▶ [Problem statement]: Report back every line in the data that includes the string "query".

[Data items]
......

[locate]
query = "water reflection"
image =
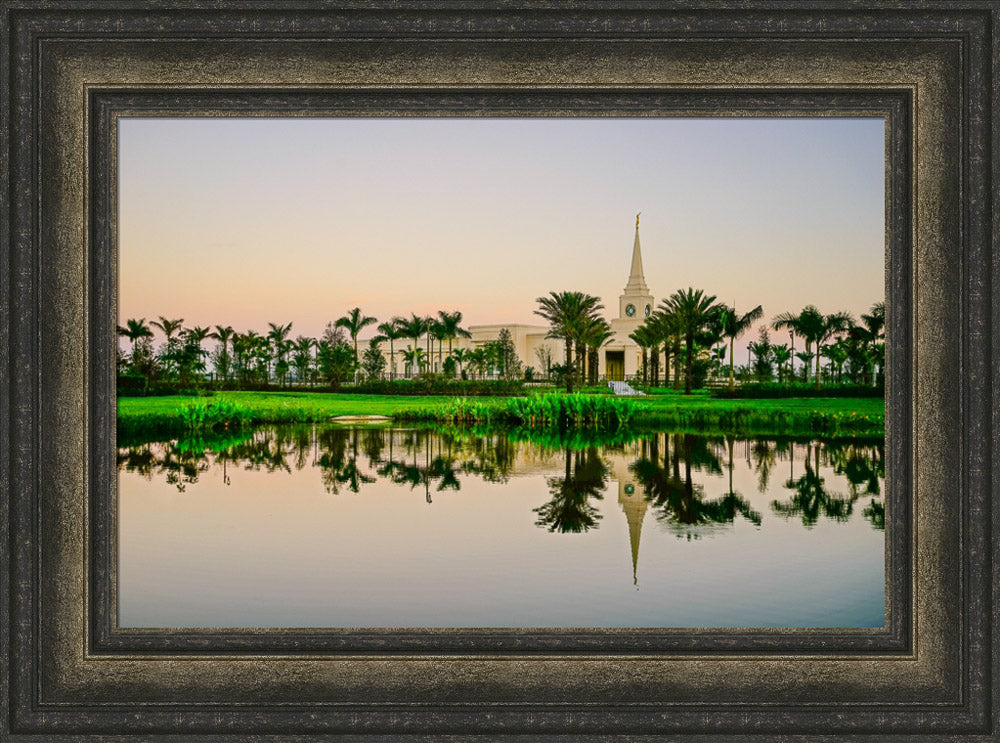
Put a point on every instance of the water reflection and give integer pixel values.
(455, 525)
(661, 465)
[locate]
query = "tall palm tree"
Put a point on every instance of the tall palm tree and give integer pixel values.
(391, 332)
(782, 355)
(595, 334)
(169, 328)
(277, 336)
(451, 327)
(224, 335)
(302, 355)
(567, 313)
(644, 338)
(414, 358)
(462, 356)
(808, 325)
(413, 328)
(692, 309)
(436, 331)
(733, 326)
(134, 330)
(354, 322)
(837, 322)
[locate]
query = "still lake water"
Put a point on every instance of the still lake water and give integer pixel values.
(336, 526)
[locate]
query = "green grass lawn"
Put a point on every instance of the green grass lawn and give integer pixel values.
(680, 412)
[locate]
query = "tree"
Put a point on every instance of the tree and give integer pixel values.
(807, 325)
(302, 357)
(595, 334)
(373, 362)
(335, 356)
(169, 328)
(508, 362)
(390, 330)
(134, 330)
(692, 309)
(782, 355)
(568, 314)
(413, 357)
(354, 322)
(544, 356)
(450, 324)
(733, 326)
(190, 356)
(221, 358)
(276, 337)
(762, 356)
(461, 356)
(413, 328)
(832, 324)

......

▶ [Task solution]:
query = "water reflection"
query = "tall palm tree"
query = "still lake water"
query = "green grass lawn"
query = "tree"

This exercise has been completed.